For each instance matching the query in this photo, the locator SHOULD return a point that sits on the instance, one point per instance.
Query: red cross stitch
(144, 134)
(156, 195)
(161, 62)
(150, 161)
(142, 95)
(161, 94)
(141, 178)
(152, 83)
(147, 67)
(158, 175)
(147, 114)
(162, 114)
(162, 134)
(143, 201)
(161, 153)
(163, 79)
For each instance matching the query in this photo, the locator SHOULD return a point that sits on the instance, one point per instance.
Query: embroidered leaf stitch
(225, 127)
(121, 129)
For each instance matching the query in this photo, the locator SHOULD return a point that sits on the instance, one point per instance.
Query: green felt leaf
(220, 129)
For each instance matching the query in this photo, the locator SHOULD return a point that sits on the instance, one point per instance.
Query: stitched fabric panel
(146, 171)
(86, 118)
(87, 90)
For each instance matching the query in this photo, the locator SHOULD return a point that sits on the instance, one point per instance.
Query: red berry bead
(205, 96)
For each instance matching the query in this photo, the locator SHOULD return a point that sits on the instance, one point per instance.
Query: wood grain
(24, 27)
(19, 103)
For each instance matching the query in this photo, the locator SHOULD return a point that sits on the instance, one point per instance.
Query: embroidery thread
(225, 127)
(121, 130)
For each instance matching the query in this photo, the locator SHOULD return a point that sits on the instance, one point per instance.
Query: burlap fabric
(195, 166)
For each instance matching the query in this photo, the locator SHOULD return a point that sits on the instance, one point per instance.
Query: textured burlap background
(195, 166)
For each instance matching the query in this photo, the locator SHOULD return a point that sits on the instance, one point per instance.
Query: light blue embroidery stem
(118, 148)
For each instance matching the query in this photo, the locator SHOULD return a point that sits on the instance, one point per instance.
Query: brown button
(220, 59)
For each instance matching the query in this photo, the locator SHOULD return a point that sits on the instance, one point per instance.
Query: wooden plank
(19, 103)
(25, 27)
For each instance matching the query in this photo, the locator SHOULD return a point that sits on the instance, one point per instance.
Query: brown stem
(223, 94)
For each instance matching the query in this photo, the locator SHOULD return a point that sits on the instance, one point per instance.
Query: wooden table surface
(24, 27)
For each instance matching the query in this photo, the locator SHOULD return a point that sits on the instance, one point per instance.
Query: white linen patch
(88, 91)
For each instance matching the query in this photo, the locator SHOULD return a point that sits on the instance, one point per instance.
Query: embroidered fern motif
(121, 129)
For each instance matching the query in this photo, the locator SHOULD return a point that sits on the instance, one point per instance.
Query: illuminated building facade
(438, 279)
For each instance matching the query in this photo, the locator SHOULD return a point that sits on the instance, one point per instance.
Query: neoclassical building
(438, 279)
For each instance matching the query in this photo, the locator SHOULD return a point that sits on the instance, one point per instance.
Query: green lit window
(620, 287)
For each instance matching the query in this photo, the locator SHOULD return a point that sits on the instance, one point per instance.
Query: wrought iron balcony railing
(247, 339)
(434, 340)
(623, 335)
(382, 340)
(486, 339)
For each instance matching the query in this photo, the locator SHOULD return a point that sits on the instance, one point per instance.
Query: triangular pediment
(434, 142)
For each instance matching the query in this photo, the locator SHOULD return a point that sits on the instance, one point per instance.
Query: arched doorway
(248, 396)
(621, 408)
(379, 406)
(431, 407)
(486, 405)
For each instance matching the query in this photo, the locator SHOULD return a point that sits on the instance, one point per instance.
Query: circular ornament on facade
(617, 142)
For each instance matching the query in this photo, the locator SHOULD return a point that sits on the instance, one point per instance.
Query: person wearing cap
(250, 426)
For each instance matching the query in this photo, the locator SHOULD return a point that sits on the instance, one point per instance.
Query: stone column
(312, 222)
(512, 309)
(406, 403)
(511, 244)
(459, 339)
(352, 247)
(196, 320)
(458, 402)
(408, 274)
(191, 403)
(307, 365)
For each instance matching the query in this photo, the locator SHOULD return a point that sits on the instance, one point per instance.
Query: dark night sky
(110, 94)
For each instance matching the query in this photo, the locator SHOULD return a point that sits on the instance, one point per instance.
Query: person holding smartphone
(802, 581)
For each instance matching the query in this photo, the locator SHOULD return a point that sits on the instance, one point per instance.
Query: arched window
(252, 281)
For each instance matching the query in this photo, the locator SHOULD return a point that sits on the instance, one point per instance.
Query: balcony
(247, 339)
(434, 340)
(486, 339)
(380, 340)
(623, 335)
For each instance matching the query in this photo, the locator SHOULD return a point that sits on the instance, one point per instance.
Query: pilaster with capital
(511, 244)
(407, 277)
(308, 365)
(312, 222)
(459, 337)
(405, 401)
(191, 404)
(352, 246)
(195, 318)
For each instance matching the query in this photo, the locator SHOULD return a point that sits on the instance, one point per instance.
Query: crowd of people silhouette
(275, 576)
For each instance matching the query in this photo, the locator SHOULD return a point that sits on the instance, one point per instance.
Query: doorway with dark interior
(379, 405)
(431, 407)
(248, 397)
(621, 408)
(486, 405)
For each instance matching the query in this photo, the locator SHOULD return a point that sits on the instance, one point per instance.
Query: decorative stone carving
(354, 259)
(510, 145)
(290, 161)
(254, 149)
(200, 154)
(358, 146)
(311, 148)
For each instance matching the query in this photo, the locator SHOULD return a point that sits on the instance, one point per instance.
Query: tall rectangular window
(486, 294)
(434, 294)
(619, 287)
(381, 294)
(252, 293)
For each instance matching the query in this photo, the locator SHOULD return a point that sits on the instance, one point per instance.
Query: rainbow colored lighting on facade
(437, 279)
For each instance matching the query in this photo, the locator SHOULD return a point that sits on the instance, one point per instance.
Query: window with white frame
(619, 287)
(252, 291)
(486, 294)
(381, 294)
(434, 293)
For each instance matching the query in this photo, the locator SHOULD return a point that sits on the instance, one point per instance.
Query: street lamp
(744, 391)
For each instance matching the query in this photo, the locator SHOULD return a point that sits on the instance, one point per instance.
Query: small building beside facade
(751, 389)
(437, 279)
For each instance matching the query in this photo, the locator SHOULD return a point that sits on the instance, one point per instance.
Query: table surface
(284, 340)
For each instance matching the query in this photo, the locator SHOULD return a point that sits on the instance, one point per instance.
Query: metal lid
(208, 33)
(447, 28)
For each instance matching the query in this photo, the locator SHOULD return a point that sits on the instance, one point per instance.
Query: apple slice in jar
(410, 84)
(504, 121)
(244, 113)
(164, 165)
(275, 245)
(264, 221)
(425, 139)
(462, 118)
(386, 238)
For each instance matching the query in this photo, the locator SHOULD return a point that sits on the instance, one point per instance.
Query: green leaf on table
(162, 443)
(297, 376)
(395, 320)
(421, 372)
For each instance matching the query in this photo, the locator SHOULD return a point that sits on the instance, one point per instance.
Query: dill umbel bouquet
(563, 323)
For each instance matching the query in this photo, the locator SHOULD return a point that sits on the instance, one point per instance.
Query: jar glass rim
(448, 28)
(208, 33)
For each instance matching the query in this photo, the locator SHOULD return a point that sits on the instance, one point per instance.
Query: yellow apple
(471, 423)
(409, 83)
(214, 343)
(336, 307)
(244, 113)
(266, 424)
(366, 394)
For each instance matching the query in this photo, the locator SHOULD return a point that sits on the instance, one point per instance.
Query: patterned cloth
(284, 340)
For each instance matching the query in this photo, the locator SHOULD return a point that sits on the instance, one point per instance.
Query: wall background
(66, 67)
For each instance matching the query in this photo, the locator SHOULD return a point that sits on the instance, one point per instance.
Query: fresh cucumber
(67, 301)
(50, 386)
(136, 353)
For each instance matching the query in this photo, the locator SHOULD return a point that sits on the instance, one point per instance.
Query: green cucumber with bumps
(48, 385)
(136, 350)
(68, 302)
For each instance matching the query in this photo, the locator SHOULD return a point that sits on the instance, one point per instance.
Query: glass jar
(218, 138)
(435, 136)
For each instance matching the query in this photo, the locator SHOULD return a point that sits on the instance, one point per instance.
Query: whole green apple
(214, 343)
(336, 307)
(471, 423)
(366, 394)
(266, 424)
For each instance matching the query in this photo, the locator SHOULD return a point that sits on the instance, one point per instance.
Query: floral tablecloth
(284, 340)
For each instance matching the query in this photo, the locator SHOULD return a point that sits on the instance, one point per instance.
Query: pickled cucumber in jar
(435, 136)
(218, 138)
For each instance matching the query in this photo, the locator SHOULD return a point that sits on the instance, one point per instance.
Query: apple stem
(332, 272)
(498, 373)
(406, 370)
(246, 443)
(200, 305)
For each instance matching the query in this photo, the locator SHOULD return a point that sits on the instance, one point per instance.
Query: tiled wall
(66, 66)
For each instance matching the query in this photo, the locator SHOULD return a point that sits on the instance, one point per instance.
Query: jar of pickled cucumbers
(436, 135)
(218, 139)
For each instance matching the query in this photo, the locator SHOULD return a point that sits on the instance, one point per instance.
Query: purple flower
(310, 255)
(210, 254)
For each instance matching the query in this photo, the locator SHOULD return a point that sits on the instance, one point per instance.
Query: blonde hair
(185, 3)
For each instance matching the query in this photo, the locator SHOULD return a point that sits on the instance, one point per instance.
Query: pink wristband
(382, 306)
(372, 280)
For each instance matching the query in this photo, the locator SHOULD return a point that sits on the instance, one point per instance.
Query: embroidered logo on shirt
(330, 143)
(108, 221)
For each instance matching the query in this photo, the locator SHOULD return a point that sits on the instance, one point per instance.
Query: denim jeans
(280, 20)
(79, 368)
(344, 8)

--- Exercise description ---
From the line that contains "Query: embroidered logo on shirt" through the last line of the listing, every line is to be restated word for word, both ends included.

--- Response area ---
Query: embroidered logo on shirt
(330, 143)
(108, 221)
For each instance matching the query in this photo, the locator SHOULD return a point that sits on the instance, one point per instance.
Query: denim jeans
(280, 20)
(79, 368)
(344, 8)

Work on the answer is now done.